-- START OF Exercise materials --

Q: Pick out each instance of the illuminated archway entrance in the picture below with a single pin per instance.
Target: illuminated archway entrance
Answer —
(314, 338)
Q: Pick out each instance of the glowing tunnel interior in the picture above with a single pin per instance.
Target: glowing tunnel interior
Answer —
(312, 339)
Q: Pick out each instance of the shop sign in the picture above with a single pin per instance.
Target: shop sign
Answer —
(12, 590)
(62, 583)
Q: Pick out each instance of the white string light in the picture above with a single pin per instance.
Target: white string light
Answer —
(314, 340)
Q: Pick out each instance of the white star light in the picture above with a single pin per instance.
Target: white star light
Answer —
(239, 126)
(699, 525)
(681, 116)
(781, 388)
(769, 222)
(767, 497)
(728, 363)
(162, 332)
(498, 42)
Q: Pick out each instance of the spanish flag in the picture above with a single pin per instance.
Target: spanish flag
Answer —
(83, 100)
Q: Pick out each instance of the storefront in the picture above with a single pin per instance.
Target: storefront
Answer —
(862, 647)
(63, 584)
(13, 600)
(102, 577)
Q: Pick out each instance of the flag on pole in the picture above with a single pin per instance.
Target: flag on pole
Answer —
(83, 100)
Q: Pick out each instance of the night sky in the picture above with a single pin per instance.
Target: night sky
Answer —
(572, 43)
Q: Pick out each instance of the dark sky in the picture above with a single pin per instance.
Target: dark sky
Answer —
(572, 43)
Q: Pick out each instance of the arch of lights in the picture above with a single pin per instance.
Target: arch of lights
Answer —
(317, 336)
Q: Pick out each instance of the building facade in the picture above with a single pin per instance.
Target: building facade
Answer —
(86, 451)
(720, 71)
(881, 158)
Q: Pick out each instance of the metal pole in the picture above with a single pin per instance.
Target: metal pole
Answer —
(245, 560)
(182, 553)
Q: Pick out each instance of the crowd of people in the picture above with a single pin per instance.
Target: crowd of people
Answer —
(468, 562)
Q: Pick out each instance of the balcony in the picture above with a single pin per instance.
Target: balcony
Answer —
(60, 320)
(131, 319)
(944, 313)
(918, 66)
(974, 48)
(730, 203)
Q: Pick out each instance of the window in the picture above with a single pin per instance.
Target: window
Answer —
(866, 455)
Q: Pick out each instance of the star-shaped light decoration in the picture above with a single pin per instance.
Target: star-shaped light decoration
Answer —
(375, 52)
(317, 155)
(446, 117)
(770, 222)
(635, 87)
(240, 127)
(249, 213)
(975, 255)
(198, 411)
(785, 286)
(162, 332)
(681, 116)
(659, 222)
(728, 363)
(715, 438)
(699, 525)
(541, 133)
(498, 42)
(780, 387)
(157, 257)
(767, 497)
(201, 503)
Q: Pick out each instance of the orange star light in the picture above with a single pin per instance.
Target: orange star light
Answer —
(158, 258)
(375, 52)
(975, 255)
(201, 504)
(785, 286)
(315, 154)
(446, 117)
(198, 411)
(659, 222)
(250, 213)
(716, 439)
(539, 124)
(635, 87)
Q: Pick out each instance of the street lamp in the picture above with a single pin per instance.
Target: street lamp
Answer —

-- END OF Exercise materials --

[Task brief]:
Reproduce the material in full, with no word added or dropped.

[Full solution]:
Q: Pick out each instance of the illuminated archway entrance in the picture below with a single pin per instance.
Target: illuminated archway entrance
Answer —
(314, 338)
Q: Pick out each instance of the glowing tunnel interior in the picture above with a single pin per instance.
Target: glowing tunnel interior
Answer —
(312, 339)
Q: Pick out each instance of the shop sign in the picture above with a single pin per instance.
Target: shop sign
Answer —
(12, 590)
(62, 583)
Q: Pick out each instance of the white string light in the picture above with a single pin per instance.
Target: white string light
Answer —
(314, 340)
Q: Pick out each instance of the white star light in the picture above with a single pin per instance.
Target: white star light
Answer —
(239, 126)
(699, 525)
(681, 116)
(781, 388)
(769, 222)
(767, 497)
(728, 363)
(162, 332)
(498, 42)
Q: Pick out each instance of the spanish flag in the picture above with a single pin per instance.
Target: spanish flag
Answer —
(83, 100)
Q: Pick out each instance of the storefront in the picture above with a single pin per instance.
Target: storefront
Answer —
(862, 647)
(63, 584)
(13, 600)
(102, 577)
Q: Pick out each instance of the flag on pole in the picture above with a single pin per instance.
Target: flag on pole
Answer —
(83, 100)
Q: Pick out each instance of the night sky in the picture above with a single pin per instance.
Target: night sky
Answer —
(572, 43)
Q: Pick out each instance of the dark sky in the picture above with a single pin per instance.
Target: dark sky
Answer —
(572, 43)
Q: Pick out each instance of the arch of lights in the picture above with a single pin per instance.
Target: arch of lights
Answer —
(317, 336)
Q: Pick out each instance of the building facade in the picture above with a single pin per instance.
Target: building facade
Answer —
(86, 451)
(720, 71)
(881, 158)
Q: Pick out each instance of the metal pole in the picture above with a single pin per instance.
Target: metal pole
Answer —
(245, 560)
(182, 553)
Q: Pick out each instance of the crowd of people in the picture above with a single pin per instance.
Target: crowd of people
Answer —
(468, 562)
Q: Pick out each instance of the balcony in the picture above with a single pin per instance.
Target: balcony
Answer —
(60, 320)
(131, 319)
(944, 313)
(918, 66)
(974, 48)
(730, 203)
Q: Pick out each instance of the window in the picture above with a single pin per instance.
Target: window
Answer —
(866, 455)
Q: Pick out each instance of the star-shaped light decoration in the picture above with a single pin per instance.
Target: star-shaped light decoration
Answer —
(375, 52)
(317, 155)
(446, 117)
(770, 222)
(635, 87)
(240, 127)
(249, 213)
(975, 255)
(198, 411)
(785, 286)
(162, 332)
(681, 116)
(659, 222)
(728, 363)
(715, 438)
(699, 525)
(541, 133)
(498, 42)
(780, 387)
(157, 257)
(767, 497)
(201, 503)
Q: Pick out each instance of the orange star light in the picture above with a single pin per instance.
Target: orange star light
Answer —
(158, 258)
(375, 52)
(975, 255)
(201, 504)
(785, 286)
(315, 154)
(446, 117)
(198, 411)
(659, 222)
(250, 213)
(716, 439)
(539, 124)
(635, 87)
Q: Pick out each instance of the street lamp in the picture above with a single pin per instance.
Target: street lamp
Answer —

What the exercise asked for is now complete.